■ The task ■
Please edit every one of the records below by swapping "thickest part" for "widest part", keeping all other text the same.

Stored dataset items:
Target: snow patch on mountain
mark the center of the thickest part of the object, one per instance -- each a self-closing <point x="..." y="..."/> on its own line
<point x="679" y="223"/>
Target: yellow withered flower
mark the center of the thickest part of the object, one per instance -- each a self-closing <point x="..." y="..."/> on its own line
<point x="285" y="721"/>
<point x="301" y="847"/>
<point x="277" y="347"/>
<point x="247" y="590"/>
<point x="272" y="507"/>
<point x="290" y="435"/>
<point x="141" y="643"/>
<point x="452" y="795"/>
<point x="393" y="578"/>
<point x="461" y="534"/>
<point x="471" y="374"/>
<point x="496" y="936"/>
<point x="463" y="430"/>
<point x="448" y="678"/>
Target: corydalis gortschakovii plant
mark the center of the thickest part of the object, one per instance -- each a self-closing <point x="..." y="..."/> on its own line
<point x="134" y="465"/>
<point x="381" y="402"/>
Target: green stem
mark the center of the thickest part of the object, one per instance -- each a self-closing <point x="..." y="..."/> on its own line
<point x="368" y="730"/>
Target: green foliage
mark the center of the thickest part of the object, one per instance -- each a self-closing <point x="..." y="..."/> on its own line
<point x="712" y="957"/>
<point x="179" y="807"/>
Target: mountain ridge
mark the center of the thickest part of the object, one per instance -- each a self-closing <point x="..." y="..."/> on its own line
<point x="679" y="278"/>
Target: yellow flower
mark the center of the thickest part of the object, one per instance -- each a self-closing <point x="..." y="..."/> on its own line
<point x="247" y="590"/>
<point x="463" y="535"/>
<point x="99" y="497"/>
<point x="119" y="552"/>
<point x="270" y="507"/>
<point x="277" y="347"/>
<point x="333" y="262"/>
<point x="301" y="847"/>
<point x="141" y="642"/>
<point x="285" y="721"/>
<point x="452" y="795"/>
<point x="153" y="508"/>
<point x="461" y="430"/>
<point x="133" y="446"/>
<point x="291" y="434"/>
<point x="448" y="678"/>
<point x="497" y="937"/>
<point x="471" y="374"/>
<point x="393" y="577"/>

■ Answer to the problem ■
Target: snow patch on mountain
mark the center of the widest part of the object, one per instance -- each a self-closing <point x="..." y="..."/> on its own line
<point x="679" y="223"/>
Target: yellow withered flower
mark the center of the widest part of the object, one per instance -- each a self-closing <point x="..." y="..."/> on its own line
<point x="285" y="721"/>
<point x="301" y="847"/>
<point x="277" y="347"/>
<point x="247" y="590"/>
<point x="272" y="507"/>
<point x="290" y="435"/>
<point x="141" y="643"/>
<point x="452" y="795"/>
<point x="393" y="578"/>
<point x="461" y="534"/>
<point x="471" y="374"/>
<point x="496" y="936"/>
<point x="463" y="430"/>
<point x="448" y="678"/>
Target: corydalis gortschakovii plant
mark the center of the widest part of the object, one per instance -- each a self-closing <point x="..." y="..."/> on its own line
<point x="134" y="465"/>
<point x="381" y="402"/>
Target: green stem
mark the center of the widest part of the object, one per instance -- each a self-closing <point x="..." y="..."/> on its own line
<point x="368" y="730"/>
Target: green foliage
mark the center of the widest part of the object, one per instance -- each a self-closing <point x="..." y="..."/> on its own line
<point x="712" y="957"/>
<point x="179" y="807"/>
Target: mountain ridge
mark the center of the widest part of the object, one per instance -- each a self-closing <point x="..." y="..."/> on its own line
<point x="679" y="278"/>
Target: yellow flower
mark the center of the widest part of the object, one per instance -- each a self-closing <point x="..." y="..."/> on its own line
<point x="247" y="590"/>
<point x="463" y="535"/>
<point x="99" y="497"/>
<point x="119" y="552"/>
<point x="270" y="507"/>
<point x="277" y="347"/>
<point x="333" y="262"/>
<point x="301" y="847"/>
<point x="141" y="642"/>
<point x="285" y="721"/>
<point x="452" y="795"/>
<point x="153" y="508"/>
<point x="461" y="430"/>
<point x="133" y="446"/>
<point x="291" y="434"/>
<point x="448" y="678"/>
<point x="497" y="937"/>
<point x="471" y="374"/>
<point x="393" y="577"/>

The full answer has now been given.